Give the data below again exactly as it stands. Omit the pictures.

[[ DATA open ]]

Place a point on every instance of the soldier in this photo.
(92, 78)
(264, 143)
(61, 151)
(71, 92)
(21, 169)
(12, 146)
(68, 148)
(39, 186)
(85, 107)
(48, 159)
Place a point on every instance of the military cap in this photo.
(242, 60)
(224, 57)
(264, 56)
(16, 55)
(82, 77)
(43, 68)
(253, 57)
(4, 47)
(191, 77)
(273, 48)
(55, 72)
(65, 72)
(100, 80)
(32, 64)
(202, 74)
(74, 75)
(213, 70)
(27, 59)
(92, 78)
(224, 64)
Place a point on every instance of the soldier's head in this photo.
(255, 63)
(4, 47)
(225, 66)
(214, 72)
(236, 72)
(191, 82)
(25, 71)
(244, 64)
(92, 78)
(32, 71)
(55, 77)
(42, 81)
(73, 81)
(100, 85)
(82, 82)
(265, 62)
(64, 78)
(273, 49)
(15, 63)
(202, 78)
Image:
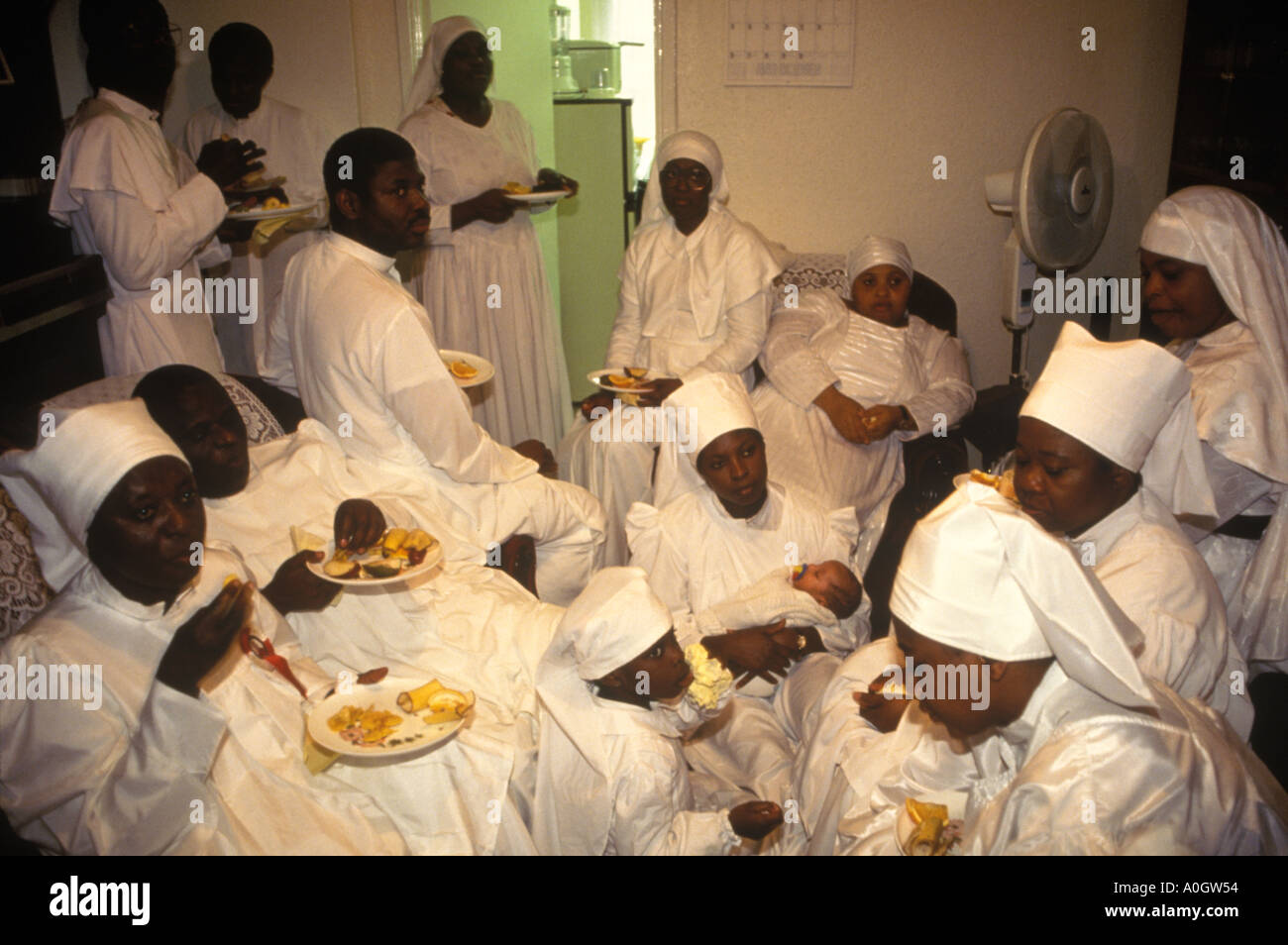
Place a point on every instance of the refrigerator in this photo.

[[ DATA closed ]]

▸ **EXPECTED OUTPUT**:
Place a point on every instance of the soldier in this photo.
(92, 78)
(264, 143)
(61, 151)
(71, 92)
(21, 169)
(12, 146)
(68, 148)
(39, 186)
(85, 107)
(48, 159)
Place a point on every instance of the military cap in this photo.
(242, 60)
(224, 57)
(264, 56)
(16, 55)
(82, 77)
(43, 68)
(253, 57)
(4, 47)
(191, 77)
(273, 48)
(55, 72)
(65, 72)
(100, 80)
(32, 64)
(202, 74)
(74, 75)
(213, 70)
(27, 59)
(92, 78)
(224, 64)
Place a point on every instance of the soldier's head in this photo.
(255, 63)
(4, 47)
(225, 66)
(214, 72)
(236, 72)
(191, 82)
(25, 71)
(244, 64)
(92, 78)
(32, 71)
(55, 77)
(42, 81)
(73, 81)
(100, 85)
(82, 82)
(265, 62)
(64, 78)
(273, 49)
(15, 63)
(202, 78)
Image:
Place a point on every instance of the refrigerator in this photo.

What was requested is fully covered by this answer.